[[ DOCUMENT PASSAGE open ]]

Your emergency department visit

To access the mental health mobile crisis team call 902-429-8167 or toll-free at 1-888-429-8167. This is a 24 hour, seven days a week phone service to help you or your loved one cope with mental health and addiction challenges in the moment. 

Call 811 for health advice, 911 for emergencies

What can you expect when you arrive at the emergency department for care?

The first person you’ll see when you arrive in one of our emergency departments is a triage paramedic or nurse. 

Triage staff will ask you questions about what’s brought you here. They will also ask about existing health conditions and any medications you are taking. They will check your breathing, pulse blood pressure and temperature too.

Once triage staff have gathered your information and measured your vital signs, they will assign you a score between one and five. This affects the order in which you are seen.

We use the Canadian Triage Acuity Scale (CTAS) to assess people who come to our emergency departments. CTAS is used across Canada as the standard triage system in emergency medicine.

Level 1: Life-threatening

Common examples:

  • Your heart has stopped or you’ve experienced a life-threatening trauma. You’ve likely come in by ambulance. You will receive treatment right away.

Level 2: Emergency
Common examples
You are:

  • having symptoms of a heart attack or stroke
  • not conscious
  • having a lot of trouble breathing 
  • bleeding severely

Level 3: Urgent
Common examples
You are experiencing:

  • head injury, deep cut or foreign object in eyes/ears 
  • chest pain (not related to known heart problem) 
  • signs of serious infection 
  • urgent mental health concerns

Level 4: Less urgent
Common examples

  • You have back, arm or leg pain (breaks/sprains) or cuts.

Level 5: Not urgent
Common examples

  • You have a sore throat, ear infection, minor cuts or bumps, or need a prescription refill.

How long will I wait for care?

Emergency department wait times depend on:

  • How urgently you and others need care. 
  • How busy the emergency department is. 
  • Once you have been assessed, you may need to have further tests (e.g. x-rays or lab tests) or be seen by a specialist. 

Why is that person going ahead of me?

[[ DOCUMENT PASSAGE closed ]]
[[ INFORMATION SUPPLIED open ]]

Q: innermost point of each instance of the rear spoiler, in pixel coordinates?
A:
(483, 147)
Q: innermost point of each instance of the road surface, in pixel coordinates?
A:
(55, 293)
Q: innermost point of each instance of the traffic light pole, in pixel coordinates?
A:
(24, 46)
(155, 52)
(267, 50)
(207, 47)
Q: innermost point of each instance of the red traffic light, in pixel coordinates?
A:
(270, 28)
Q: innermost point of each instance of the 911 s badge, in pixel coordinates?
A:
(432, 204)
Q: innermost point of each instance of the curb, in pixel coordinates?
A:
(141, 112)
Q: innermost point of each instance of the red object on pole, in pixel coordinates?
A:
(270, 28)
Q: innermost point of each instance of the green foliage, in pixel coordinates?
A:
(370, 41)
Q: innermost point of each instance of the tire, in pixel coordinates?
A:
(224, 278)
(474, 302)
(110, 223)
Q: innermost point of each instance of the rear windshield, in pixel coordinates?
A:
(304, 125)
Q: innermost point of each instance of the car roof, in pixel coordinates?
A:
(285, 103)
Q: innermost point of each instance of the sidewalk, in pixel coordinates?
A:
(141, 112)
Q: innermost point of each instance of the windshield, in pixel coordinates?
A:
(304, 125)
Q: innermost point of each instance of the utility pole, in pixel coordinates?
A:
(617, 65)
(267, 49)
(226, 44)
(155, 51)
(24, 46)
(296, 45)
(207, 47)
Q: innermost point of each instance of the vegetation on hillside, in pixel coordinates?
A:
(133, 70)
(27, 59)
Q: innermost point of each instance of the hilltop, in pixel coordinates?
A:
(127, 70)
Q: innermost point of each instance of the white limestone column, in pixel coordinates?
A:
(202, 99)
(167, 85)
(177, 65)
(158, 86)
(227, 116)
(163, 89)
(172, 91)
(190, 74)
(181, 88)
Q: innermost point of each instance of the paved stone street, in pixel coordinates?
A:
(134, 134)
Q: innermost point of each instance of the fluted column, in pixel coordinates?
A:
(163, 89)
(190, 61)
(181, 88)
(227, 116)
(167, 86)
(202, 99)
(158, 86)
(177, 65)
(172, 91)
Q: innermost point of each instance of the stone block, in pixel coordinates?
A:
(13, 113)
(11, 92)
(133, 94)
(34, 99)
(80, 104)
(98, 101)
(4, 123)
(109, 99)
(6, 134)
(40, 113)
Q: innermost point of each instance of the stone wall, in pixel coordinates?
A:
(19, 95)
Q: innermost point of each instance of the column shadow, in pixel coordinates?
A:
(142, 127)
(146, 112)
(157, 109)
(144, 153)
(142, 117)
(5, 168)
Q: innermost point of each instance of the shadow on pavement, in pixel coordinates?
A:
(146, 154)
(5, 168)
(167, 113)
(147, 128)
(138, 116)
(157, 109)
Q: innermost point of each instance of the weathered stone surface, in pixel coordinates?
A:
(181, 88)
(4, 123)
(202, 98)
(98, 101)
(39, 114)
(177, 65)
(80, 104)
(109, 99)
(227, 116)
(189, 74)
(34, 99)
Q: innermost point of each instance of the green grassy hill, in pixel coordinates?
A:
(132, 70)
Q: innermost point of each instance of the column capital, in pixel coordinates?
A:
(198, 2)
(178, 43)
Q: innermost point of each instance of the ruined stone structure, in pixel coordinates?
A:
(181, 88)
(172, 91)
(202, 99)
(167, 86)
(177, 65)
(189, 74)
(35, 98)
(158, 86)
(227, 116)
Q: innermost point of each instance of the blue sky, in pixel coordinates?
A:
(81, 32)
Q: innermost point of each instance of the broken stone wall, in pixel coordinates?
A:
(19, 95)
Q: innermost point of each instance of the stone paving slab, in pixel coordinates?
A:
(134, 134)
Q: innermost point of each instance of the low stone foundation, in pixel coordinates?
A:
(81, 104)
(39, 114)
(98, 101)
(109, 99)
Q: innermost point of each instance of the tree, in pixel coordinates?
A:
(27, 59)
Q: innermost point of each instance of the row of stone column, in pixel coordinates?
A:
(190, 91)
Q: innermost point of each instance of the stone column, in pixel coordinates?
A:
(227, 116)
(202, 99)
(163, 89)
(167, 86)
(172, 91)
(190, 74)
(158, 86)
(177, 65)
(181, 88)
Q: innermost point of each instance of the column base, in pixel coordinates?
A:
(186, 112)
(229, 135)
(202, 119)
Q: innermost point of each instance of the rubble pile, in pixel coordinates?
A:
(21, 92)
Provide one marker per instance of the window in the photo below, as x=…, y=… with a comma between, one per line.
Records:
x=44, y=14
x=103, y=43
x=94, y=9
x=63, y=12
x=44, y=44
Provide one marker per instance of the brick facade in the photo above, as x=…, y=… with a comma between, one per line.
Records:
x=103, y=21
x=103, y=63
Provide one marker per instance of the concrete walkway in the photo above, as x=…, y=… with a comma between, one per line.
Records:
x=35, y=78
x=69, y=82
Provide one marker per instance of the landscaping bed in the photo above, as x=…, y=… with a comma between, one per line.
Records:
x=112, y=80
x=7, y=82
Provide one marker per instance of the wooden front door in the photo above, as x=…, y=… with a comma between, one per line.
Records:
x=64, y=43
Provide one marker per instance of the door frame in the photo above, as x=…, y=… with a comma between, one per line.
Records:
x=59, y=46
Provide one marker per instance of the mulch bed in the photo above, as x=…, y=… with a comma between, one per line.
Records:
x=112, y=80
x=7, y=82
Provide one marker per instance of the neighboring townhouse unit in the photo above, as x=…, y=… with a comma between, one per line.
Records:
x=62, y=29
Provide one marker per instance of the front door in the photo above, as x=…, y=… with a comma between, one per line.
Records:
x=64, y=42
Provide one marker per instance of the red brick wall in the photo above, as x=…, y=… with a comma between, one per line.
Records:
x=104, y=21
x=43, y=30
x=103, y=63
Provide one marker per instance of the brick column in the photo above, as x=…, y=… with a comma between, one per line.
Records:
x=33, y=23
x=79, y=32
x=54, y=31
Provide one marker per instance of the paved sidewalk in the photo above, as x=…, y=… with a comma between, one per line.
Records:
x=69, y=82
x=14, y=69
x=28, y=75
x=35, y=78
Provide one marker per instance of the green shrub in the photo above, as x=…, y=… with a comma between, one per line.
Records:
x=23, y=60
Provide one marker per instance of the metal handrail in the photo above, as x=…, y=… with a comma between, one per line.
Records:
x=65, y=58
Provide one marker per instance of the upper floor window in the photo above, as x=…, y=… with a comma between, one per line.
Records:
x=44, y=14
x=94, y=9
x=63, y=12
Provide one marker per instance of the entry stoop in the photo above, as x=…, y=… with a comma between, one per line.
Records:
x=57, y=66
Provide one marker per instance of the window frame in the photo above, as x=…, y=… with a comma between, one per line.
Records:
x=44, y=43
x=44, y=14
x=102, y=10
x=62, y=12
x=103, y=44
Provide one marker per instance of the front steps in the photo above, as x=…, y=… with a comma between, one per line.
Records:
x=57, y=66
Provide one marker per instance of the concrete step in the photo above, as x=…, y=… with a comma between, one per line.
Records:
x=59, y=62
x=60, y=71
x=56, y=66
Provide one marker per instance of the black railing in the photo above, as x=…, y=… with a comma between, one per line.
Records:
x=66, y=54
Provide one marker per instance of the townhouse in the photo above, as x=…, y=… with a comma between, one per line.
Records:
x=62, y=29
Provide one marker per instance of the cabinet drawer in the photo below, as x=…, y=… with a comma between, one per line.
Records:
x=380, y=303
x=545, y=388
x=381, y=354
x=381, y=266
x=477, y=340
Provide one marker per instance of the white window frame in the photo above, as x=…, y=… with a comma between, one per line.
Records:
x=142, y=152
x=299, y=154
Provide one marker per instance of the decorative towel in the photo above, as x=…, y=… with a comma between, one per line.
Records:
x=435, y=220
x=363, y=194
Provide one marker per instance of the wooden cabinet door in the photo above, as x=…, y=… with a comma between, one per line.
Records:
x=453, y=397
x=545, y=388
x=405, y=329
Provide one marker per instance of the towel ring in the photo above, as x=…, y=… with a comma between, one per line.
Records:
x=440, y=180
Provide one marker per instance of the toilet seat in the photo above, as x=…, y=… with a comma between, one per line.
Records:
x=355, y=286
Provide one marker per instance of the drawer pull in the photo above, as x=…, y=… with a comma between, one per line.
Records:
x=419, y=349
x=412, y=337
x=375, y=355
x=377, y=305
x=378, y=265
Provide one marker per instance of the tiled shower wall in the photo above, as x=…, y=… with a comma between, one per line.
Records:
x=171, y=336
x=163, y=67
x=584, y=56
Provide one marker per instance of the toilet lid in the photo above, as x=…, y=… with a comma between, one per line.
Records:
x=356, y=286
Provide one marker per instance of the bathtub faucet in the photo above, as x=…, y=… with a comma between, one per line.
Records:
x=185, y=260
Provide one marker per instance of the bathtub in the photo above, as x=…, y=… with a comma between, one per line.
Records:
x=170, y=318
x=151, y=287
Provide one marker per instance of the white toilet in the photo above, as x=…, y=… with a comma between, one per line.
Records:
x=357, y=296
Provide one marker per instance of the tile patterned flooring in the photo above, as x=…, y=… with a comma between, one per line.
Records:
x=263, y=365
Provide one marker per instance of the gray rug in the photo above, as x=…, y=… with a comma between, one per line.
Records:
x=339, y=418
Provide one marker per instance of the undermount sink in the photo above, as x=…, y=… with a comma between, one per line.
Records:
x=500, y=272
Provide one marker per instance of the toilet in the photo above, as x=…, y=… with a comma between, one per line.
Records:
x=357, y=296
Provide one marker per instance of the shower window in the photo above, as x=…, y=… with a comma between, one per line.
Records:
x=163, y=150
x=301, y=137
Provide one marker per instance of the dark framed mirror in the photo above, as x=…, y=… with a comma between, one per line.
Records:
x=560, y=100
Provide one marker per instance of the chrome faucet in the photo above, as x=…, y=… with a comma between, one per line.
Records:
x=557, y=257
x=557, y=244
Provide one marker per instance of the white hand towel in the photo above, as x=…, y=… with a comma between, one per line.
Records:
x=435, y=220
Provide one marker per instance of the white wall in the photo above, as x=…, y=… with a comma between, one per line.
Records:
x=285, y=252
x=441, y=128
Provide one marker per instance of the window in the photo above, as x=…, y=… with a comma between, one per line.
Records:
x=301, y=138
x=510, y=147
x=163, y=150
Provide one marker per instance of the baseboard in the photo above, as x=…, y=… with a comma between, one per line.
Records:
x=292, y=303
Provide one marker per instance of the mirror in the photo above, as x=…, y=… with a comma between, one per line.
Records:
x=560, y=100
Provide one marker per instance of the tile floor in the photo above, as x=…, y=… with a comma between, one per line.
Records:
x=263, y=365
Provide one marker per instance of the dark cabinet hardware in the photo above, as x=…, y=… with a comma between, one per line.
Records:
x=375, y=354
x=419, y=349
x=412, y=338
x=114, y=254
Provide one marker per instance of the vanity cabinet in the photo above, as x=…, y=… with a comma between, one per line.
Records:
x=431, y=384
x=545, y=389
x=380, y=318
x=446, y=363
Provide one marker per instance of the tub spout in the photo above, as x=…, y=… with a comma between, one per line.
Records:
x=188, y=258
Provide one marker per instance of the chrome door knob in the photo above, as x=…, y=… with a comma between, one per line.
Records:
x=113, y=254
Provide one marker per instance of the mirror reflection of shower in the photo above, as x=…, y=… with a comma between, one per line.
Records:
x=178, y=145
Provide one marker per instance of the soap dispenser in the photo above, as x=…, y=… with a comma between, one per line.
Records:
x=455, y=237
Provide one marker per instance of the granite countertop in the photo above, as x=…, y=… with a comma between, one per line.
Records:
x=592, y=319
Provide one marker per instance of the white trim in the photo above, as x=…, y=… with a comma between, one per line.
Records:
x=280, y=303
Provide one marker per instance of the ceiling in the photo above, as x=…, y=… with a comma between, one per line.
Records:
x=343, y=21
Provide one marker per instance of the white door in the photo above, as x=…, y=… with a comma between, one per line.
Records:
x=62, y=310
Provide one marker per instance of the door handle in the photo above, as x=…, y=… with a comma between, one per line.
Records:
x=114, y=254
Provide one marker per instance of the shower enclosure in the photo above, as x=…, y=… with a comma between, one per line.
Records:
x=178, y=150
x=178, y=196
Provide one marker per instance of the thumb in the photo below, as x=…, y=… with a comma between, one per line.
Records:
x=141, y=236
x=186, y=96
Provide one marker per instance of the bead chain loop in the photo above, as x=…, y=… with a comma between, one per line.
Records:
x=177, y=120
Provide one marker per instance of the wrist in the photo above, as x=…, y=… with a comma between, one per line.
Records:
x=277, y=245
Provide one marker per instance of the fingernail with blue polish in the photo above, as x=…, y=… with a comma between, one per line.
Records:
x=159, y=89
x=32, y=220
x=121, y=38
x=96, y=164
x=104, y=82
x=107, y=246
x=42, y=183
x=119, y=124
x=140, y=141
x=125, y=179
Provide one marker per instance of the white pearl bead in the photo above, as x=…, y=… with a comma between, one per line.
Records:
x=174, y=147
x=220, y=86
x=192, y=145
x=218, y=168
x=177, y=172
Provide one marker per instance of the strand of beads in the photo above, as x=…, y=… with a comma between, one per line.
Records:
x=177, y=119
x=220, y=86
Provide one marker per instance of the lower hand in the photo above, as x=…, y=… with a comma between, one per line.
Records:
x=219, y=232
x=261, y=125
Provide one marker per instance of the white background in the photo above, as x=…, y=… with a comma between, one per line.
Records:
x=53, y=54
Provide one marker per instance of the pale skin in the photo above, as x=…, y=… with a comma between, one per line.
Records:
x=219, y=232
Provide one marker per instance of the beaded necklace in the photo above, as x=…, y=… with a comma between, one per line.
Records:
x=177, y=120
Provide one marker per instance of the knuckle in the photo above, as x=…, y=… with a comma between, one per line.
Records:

[[ INFORMATION SUPPLIED closed ]]

TASKS -
(1) Can you print the section of the emergency department visit text starting with "Level 4: Less" and going on through "a prescription refill."?
(2) In the emergency department visit text, what scale is used to assess people who come to the emergency departments?
(3) How would you translate this sentence from the emergency department visit text into French: "CTAS is used across Canada as the standard triage system in emergency medicine."

REPLIES -
(1)
Level 4: Less urgent
Common examples

  • You have back, arm or leg pain (breaks/sprains) or cuts.

Level 5: Not urgent
Common examples

  • You have a sore throat, ear infection, minor cuts or bumps, or need a prescription refill.

(2) The Canadian Triage Acuity Scale (CTAS).

(3) Le CTAS est utilisé partout au Canada comme système de triage standard en médecine d'urgence.